-------- Extrait du document

Quel est l’apport majeur de l’arrêt Fragonard du 24 mars 1987 en droit des contrats ?

Arrêt Fragonard

L’arrêt Fragonard du 24 mars 1987 est un arrêt majeur en droit des contrats, car il vient soutenir que la nullité d’un contrat pour une erreur sur la substance de la chose qui est l’objet du contrat ne peut être soulevée, s’il existait une incertitude qui faisait partie intégrante du contrat que les parties connaissaient et qu’elles avaient alors accepté.

Ce qu’il faut savoir, c’est que les litiges relatifs aux auteurs d’œuvres d’art enrichissent substantiellement la théorie des vices du consentement. Ainsi, après l’arrêt Poussin rendu le 22 février 1978, il est établi que les hypothèses dans lesquelles il y a croyance erronée de l’un des contractants sur l’une des caractéristiques essentielles de l’objet, en l’espèce, l’authenticité de l’œuvre d’art aboutit à la nullité de la convention de vente.

----------------

:: Consigne ::
Prolongez l'extrait consacré à l'arrêt Fragonard en reprenant après sa dernière phrase.

-------- Données

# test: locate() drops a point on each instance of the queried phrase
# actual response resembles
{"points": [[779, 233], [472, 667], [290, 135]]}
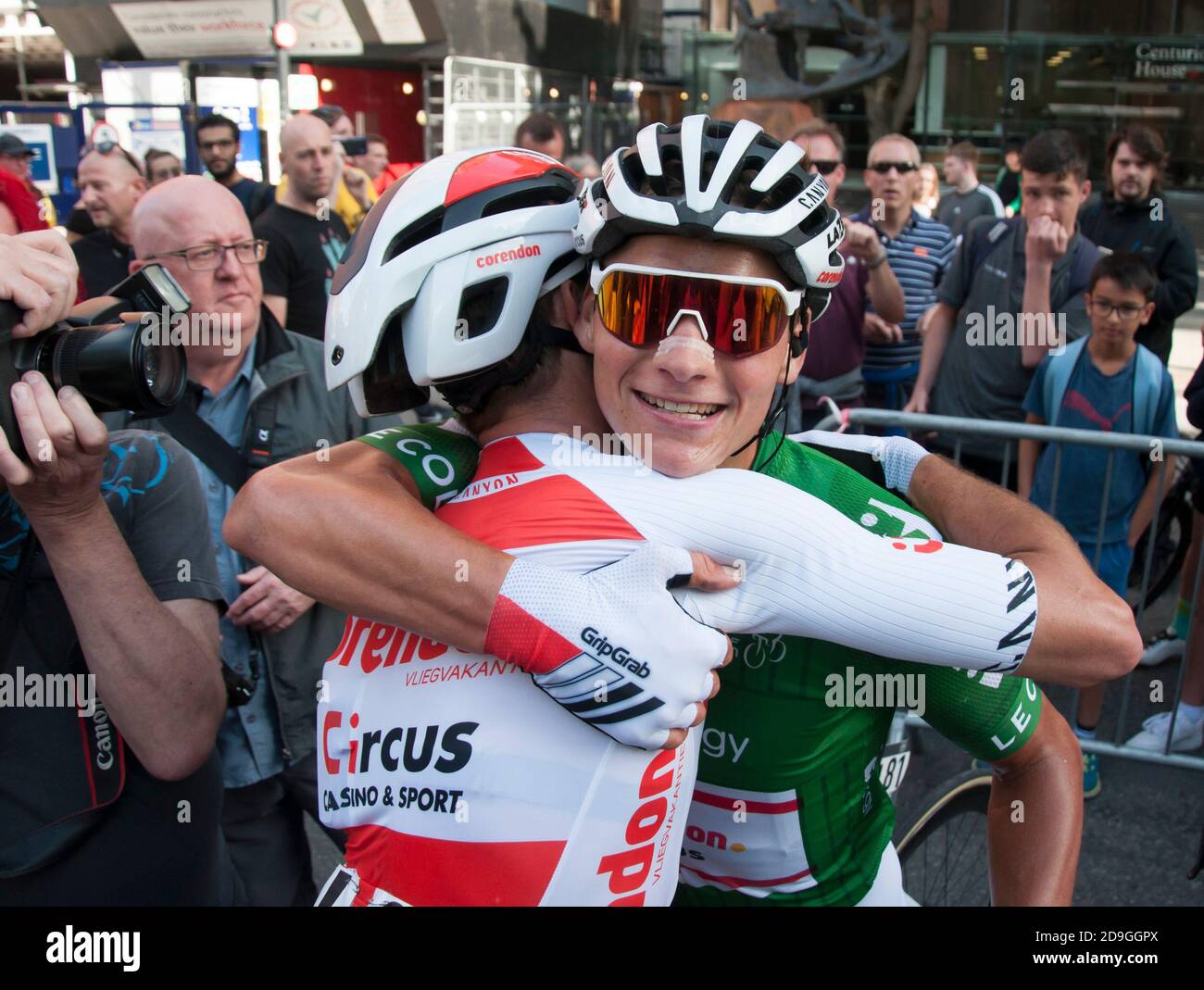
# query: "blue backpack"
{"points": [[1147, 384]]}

----------------
-------- Données

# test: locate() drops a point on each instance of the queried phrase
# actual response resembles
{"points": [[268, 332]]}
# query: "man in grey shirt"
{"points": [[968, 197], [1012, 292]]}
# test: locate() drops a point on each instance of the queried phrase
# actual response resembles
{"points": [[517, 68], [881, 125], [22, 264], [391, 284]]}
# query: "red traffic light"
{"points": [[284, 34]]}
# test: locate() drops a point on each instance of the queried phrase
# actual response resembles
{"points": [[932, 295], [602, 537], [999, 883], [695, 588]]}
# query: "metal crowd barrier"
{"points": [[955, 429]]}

----------------
-------- Données

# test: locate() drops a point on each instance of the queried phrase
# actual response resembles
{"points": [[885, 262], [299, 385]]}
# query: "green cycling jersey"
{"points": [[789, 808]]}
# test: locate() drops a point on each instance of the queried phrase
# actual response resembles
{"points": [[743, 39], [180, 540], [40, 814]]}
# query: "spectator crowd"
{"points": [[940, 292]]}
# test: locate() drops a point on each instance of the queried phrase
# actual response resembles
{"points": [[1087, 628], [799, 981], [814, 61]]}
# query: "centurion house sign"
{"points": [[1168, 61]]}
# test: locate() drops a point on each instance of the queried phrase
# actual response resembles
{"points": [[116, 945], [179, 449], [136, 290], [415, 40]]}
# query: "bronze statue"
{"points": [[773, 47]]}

----------------

:: Résultat ::
Cet arrêt Fragonard de la première chambre civile de la Cour de cassation du 24 mars 1987 soulève la place de l’aléa dans les transactions entre vendeur et acheteur. Il met en scène la vente d’un tableau dont l’identité de l’auteur est incertaine, mais clairement annoncée à la présentation de l’œuvre et l’incidence de cette information dans le consentement du vendeur. L’annulation du contrat dépendrait de l’intégration de l’incertitude dans le champ contractuel comme l’illustre subtilement l’espèce suivante.

Les faits et la procédure de l’arrêt Fragonard du 24 mars 1987

Voici les faits ainsi que la procédure de l’arrêt Fragonard :

Un tableau intitulé « le Verrou » est présenté et vendu aux enchères publiques comme étant une création « attribuée » au célèbre peintre Fragonard. L’authenticité du tableau est reconnue postérieurement à la conclusion du contrat de vente.

Les ayants droit estimant le consentement du vendeur vicié sans cette information invoquent la nullité de la vente en se fondant sur l’ancien article 1110 alinéa 1 du Code civil qui disposait que « l’erreur n’est une cause de nullité de la convention que lorsqu’elle tombe sur la substance même de la chose qui en est l’objet ». (voir la différence entre la nullité relative et la nullité absolue).

Le premier jugement rejette les demandes des héritiers du vendeur. L’arrêt de la Cour d’appel du 12 juin 1985 confirme le jugement de première instance et déboute les héritiers.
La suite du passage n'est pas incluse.